*TEXT SHOWN*

•••••

Re: [music-dsp] efficient running max algorithm

2016-09-03 Thread Evan Balster
> i can't accept that at all.

> especially for this mailing list.  we are discussing algs that run on
music and audio signals.  sample rates might be as low as 22.05 kHz and
might be as high as 192 kHz.  if it's not streaming real-time, then the
sound file might likely be 10 minutes long.  or a half hour.  it's gonna be
a pretty big N.  much, much bigger than R.
I didn't say it was practical to run the algorithm without dropping
samples.  Just that it was possible --- and what that implies provides
important insights into the algorithm's capabilities.  For instance. the
window size can be changed in real-time by popping and pushing at different
rates.

While it's true that in the world of DSP almost nobody uses algorithms
whose complexity is not linear with respect to signal length, it's still
important for purposes of demonstrating computational complexity.  This
algorithm does its job; I mention signal length simply for the purpose of
demonstrating that for sufficiently long sections of signal R ceases to
affect its computational complexity.


> it can't possibly do better than O(log2(R)) in these spikes.  if that is
the case, it is no better than the binary tree.

The worst-case complexity for a single sample is logarithmic, like the
binary tree.  But the worst case over a sequence of samples becomes linear,
provided the sequence is longer than the wedge.

If we perform a binary tree search at every sample over R
monotonically-decreasing samples, our worst-case performance over R samples
is O(R log2(R)), because the wedge's size is always R and we're performing
a binary search every sample.  This is sub-optimal and even the original
Lemire algorithm with an O(N) search can provide higher efficiency.  Please,
read his paper.

•••••

*PROVIDED DATA*

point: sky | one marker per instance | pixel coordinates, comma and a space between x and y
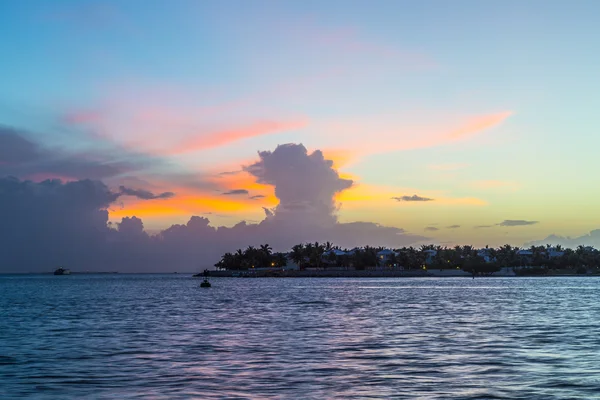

•••••

*SHORT TASK A*
According to the running max post, what is the worst-case complexity for a single sample?
*SHORT TASK B*
Copy word for word the part of the running max post that opens with the words containing "While it's true" and closes with "than the wedge.".
The data is separate material unrelated to the running max post.

*COMPLETE OUTPUT A*
It is logarithmic, like the binary tree.

*COMPLETE OUTPUT B*
While it's true that in the world of DSP almost nobody uses algorithms
whose complexity is not linear with respect to signal length, it's still
important for purposes of demonstrating computational complexity.  This
algorithm does its job; I mention signal length simply for the purpose of
demonstrating that for sufficiently long sections of signal R ceases to
affect its computational complexity.


> it can't possibly do better than O(log2(R)) in these spikes.  if that is
the case, it is no better than the binary tree.

The worst-case complexity for a single sample is logarithmic, like the
binary tree.  But the worst case over a sequence of samples becomes linear,
provided the sequence is longer than the wedge.